/* gdkanji.c (Kanji code converter) */
/* written by Masahito Yamaga (yamaga@ipc.chiba-u.ac.jp) */
#include <stdio.h>
#include <stdlib.h>
#include <string.h>
#ifdef HAVE_STDARG_H
#include <stdarg.h>
#endif
#if defined(HAVE_ICONV_H) || defined(HAVE_ICONV)
#include <iconv.h>
#ifdef HAVE_ERRNO_H
#include <errno.h>
#endif
#endif
#if defined(HAVE_ICONV_H) && !defined(HAVE_ICONV)
#define HAVE_ICONV 1
#endif
#define LIBNAME "any2eucjp()"
#if defined(__MSC__) || defined(__BORLANDC__) || defined(__TURBOC__) || defined(_Windows) || defined(MSDOS)
#ifndef SJISPRE
#define SJISPRE 1
#endif
#endif
#ifdef TRUE
#undef TRUE
#endif
#ifdef FALSE
#undef FALSE
#endif
#define TRUE 1
#define FALSE 0
#define NEW 1
#define OLD 2
#define ESCI 3
#define NEC 4
#define EUC 5
#define SJIS 6
#define EUCORSJIS 7
#define ASCII 8
#define NEWJISSTR "JIS7"
#define OLDJISSTR "jis"
#define EUCSTR "eucJP"
#define SJISSTR "SJIS"
#define ESC 27
#define SS2 142
#ifdef __STDC__
static void debug(const char *format, ...)

□ □ □

### STATED GOAL A
In the Kanji code converter source, what string is EUCSTR defined as?

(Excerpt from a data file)
□ □ □

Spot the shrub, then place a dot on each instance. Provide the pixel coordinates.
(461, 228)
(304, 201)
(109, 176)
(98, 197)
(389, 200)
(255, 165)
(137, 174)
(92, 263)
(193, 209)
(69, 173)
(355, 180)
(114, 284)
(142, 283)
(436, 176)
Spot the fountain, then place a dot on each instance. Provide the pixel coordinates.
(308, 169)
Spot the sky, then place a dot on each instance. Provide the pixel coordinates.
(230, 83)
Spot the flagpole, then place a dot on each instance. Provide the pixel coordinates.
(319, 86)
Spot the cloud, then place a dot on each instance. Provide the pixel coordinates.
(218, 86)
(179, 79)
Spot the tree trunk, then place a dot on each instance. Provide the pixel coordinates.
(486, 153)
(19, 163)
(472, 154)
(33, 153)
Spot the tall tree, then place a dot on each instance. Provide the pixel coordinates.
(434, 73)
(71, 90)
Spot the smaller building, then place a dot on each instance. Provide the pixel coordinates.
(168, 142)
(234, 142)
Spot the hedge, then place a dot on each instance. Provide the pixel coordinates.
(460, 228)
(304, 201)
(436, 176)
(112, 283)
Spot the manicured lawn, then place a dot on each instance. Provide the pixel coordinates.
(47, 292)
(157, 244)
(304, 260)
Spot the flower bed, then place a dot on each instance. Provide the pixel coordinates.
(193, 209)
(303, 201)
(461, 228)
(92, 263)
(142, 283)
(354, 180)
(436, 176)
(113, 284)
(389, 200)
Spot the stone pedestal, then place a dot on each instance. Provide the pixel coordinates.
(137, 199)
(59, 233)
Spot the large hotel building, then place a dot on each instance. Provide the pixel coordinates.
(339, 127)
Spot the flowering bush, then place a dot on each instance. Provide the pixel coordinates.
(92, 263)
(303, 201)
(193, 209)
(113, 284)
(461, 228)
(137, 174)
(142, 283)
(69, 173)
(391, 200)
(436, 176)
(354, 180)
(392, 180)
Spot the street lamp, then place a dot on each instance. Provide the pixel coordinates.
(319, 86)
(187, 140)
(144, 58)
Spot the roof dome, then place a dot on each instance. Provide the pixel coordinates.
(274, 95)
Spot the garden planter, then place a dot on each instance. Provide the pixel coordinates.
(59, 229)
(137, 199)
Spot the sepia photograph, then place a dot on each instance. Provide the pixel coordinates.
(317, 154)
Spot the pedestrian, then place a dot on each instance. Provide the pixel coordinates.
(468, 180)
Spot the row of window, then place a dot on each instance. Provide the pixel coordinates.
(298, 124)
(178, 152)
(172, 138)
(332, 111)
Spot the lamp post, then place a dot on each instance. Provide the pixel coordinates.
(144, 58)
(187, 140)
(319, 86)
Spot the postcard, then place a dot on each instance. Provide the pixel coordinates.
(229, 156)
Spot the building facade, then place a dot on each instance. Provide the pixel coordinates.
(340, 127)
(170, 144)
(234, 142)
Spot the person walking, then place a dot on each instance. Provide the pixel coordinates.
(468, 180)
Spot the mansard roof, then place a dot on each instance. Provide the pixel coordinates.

□ □ □

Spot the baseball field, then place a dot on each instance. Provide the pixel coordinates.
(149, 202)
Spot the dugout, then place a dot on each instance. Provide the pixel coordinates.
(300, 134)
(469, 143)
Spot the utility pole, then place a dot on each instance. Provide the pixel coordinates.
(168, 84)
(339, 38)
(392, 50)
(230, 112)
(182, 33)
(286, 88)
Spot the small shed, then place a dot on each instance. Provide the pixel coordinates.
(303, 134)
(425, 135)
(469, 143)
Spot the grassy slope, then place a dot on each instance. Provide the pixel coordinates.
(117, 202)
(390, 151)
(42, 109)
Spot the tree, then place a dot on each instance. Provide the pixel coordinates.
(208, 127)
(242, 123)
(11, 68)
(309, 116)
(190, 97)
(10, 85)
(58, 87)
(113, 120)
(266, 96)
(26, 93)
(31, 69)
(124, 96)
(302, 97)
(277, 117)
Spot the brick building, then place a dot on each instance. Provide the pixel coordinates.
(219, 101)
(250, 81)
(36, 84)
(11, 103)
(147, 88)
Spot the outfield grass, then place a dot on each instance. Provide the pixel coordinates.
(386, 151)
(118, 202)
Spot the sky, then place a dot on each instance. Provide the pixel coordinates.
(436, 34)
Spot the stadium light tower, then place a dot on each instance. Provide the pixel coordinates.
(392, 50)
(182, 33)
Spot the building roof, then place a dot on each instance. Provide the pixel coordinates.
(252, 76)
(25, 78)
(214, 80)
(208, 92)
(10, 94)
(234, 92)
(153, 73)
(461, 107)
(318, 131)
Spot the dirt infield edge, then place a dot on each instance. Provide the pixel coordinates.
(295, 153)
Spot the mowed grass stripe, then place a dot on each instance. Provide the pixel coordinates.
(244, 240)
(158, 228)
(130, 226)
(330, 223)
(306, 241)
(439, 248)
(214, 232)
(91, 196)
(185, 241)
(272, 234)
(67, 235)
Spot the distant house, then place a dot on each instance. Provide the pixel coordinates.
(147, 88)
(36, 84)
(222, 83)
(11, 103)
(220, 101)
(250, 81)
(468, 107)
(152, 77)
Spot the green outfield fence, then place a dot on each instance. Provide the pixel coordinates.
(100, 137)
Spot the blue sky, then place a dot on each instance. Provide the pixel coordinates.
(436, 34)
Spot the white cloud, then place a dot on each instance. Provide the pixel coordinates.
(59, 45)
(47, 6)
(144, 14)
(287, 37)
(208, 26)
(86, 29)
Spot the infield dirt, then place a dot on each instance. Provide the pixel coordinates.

□ □ □

### STATED GOAL B
Rewrite only the part of the listing running from the line containing "Spot the sepia" down to the line containing "Spot the mansard". Swap "lamp post" for "streetlight" and keep everything else unchanged.

### FINISHED ANSWER A
"eucJP"

### FINISHED ANSWER B
Spot the sepia photograph, then place a dot on each instance. Provide the pixel coordinates.
(317, 154)
Spot the pedestrian, then place a dot on each instance. Provide the pixel coordinates.
(468, 180)
Spot the row of window, then place a dot on each instance. Provide the pixel coordinates.
(298, 124)
(178, 152)
(172, 138)
(332, 111)
Spot the streetlight, then place a dot on each instance. Provide the pixel coordinates.
(144, 58)
(187, 140)
(319, 86)
Spot the postcard, then place a dot on each instance. Provide the pixel coordinates.
(229, 156)
Spot the building facade, then place a dot on each instance. Provide the pixel coordinates.
(340, 127)
(170, 144)
(234, 142)
Spot the person walking, then place a dot on each instance. Provide the pixel coordinates.
(468, 180)
Spot the mansard roof, then place a dot on each instance. Provide the pixel coordinates.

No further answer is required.